• **Exercise**: Copy every line of the following data that includes the string "laid".

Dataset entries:
Start of Block

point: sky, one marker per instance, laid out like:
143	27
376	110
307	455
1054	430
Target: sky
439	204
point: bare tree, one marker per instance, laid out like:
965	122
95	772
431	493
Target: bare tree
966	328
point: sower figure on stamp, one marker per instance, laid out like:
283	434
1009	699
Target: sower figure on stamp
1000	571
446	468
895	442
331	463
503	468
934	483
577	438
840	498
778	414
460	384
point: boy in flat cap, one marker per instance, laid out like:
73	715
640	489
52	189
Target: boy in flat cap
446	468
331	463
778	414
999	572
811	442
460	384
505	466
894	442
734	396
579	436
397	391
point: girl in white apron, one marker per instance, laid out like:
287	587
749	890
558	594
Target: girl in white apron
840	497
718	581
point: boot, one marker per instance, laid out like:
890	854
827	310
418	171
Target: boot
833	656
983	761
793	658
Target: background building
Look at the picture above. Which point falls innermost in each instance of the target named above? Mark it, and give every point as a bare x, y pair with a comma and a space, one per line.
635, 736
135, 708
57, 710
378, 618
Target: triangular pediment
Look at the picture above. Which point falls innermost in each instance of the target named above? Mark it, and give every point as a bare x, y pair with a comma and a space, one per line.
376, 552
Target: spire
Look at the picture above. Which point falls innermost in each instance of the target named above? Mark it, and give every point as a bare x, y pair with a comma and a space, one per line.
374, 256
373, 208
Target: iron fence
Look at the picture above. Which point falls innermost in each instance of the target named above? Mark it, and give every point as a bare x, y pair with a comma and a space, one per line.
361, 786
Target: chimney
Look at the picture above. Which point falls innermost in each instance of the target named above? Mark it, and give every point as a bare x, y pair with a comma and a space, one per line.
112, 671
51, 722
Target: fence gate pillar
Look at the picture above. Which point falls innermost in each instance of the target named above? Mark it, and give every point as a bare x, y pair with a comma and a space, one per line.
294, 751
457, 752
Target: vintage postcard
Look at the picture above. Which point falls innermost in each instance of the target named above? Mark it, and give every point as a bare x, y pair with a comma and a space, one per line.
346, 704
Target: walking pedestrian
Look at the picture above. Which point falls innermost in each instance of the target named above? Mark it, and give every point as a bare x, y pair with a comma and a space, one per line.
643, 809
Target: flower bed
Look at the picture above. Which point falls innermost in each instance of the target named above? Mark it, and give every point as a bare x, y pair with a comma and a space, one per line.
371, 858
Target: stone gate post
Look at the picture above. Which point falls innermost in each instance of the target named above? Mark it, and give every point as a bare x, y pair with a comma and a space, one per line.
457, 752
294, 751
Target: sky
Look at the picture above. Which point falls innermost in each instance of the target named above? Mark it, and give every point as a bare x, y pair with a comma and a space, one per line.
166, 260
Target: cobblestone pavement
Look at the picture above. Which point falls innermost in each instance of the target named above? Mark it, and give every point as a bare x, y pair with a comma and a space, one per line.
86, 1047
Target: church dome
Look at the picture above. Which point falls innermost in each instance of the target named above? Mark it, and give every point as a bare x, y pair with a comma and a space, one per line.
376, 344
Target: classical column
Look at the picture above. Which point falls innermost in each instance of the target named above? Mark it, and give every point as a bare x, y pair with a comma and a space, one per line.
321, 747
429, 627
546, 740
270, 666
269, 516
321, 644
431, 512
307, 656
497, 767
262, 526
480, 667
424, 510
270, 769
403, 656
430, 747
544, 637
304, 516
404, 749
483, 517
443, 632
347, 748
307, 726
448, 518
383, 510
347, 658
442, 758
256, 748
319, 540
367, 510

End of Block

• **Reply**:
point: sky, one marker per instance, laid out like:
point: bare tree, one marker per instance, laid out like:
point: sower figure on stamp, one marker per instance, laid out like:
point: boy in flat cap, one marker per instance, laid out like:
point: girl in white apron, one marker per instance, laid out like:
point: boot, one marker per instance, laid out like:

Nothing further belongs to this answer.